● **元の文章**:
--
ツーリング「渋峠」

長野県と群馬県の県境にある渋峠。

標高2172m、国道の中で日本一高い位置にあるこの峠を目指すのが、
第5回のツーリング部の目的なのです。


で、この渋峠は、うちからえらく遠く、
集合場所は群馬県で、9時集合となっているので、
僕は5時に起きて、6時に家を出ないといけないのですね。


それなのに、前日、お酒を飲んでしまったのは、
ハイボールが飲みたいから作って」
と、最近ご結婚が決まったTさんに言われ、
ご結婚おめでとうございますの気持ちを込めて、
居酒屋「よし」で十数杯のハイボールをせっせと作り、
味見をしていたからなのです。



居酒屋「よし」
--
渋峠ツーリングの文章を、最後の行のあとから書き継いでください。 この記録は、渋峠ツーリングの文章とは別の資料です。

● **記録データ**:
--
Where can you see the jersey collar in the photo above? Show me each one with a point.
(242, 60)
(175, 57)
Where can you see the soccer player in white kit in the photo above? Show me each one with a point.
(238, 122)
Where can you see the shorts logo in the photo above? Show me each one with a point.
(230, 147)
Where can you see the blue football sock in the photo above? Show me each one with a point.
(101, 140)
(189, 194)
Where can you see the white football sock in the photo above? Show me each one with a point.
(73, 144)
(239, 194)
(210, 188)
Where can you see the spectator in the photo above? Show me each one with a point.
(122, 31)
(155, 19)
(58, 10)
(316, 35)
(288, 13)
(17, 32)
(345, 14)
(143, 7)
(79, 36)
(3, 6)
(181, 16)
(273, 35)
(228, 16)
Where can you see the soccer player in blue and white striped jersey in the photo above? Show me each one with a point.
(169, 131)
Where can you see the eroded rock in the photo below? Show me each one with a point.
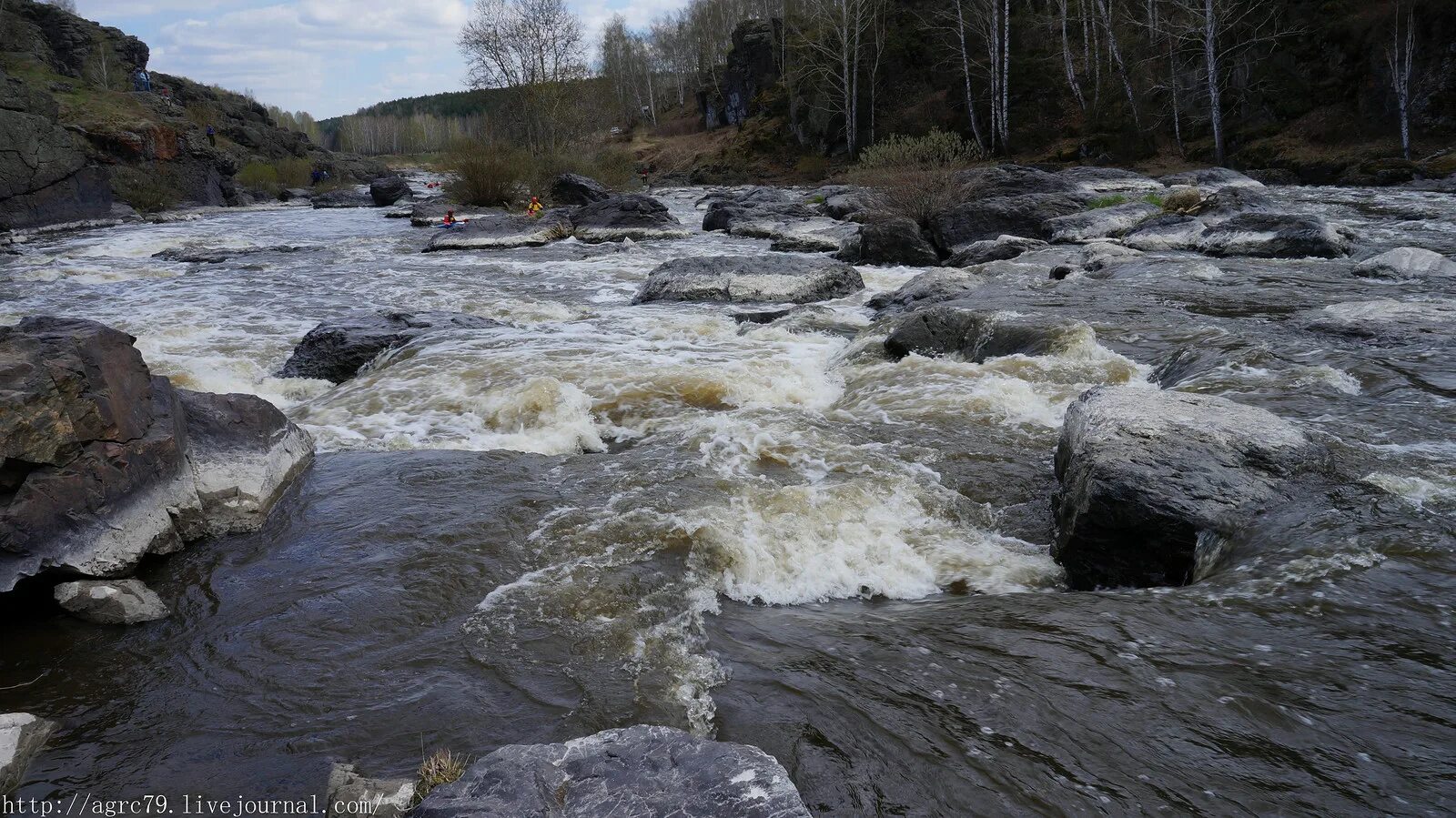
--
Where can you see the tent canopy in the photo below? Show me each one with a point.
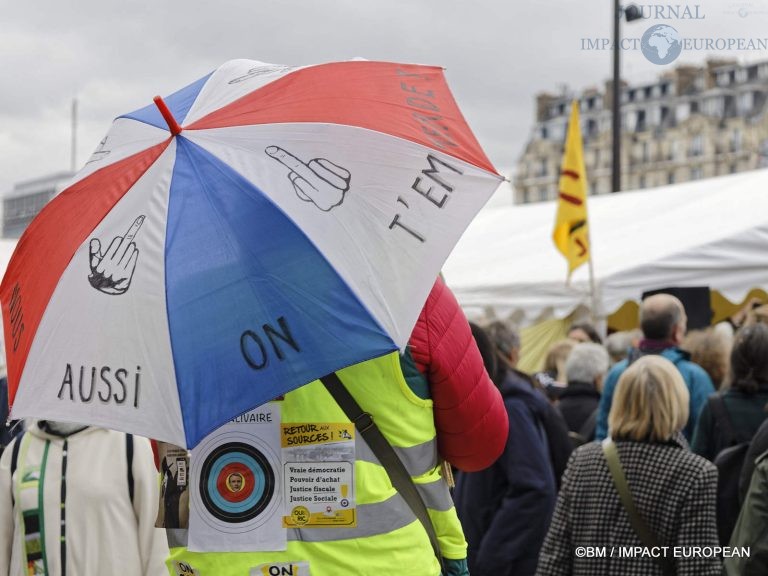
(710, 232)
--
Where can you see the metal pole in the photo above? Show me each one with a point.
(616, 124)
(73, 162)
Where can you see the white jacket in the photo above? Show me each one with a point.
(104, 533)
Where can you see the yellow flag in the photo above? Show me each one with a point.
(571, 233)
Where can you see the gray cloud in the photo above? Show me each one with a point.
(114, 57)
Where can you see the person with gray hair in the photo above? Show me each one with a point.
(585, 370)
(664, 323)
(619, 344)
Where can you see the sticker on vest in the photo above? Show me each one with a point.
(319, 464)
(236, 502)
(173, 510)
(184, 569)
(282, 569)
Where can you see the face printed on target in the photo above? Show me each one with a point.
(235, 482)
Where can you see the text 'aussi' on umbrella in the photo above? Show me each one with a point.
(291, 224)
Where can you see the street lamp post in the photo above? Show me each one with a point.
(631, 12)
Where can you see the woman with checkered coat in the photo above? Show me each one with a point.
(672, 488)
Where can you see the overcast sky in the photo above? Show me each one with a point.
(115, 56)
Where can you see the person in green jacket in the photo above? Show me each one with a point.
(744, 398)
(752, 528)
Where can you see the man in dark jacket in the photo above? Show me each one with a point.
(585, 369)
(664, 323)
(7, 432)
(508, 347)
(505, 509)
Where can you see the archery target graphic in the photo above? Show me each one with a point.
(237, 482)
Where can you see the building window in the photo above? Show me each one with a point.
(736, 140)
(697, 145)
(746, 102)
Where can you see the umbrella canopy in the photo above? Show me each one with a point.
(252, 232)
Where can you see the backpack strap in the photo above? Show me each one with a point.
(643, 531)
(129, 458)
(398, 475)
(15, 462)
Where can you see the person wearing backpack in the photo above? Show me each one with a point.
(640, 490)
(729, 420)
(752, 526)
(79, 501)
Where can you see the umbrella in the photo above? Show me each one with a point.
--
● **課題の結果**:
ほろ酔いで0時過ぎに帰って、
明日は無理だろうなあと思いながらすぐに寝たら、
目覚ましもないのに、5時に目が覚めました。
間に合う時間だ、けれども眠い。
外は曇って雨が降りそう。これはツーリング中止だろうなと、
だらだら起きてMixiを見ると、
じょーくんが日記を書いていました。以下引用。


今日は会社のツーリング部第5回目の活動。
(中略)
朝の9時に関越の上里SA集合です。
という事は7時には家を出てなければならない。

・・そりゃ無理だろうと一緒に参加する同期と話した結果
夜のうちに集合場所付近まで行くことに。

で、現在埼玉北部の漫画喫茶に居ます


やる気だ……。


マンガ喫茶に泊まると聞いていましたが、本当に行ったのですね。
こういう少し無謀な感じのノリに弱い僕は、
なんか「自分が行かなきゃ誰が行く」みたいな気分になり、
地図・カメラ・手拭いをカバンに投げ入れて、家を飛び出していました。



霧雨のなか、

集合時間の30分も前に到着。まだ誰も集まっていませんでした。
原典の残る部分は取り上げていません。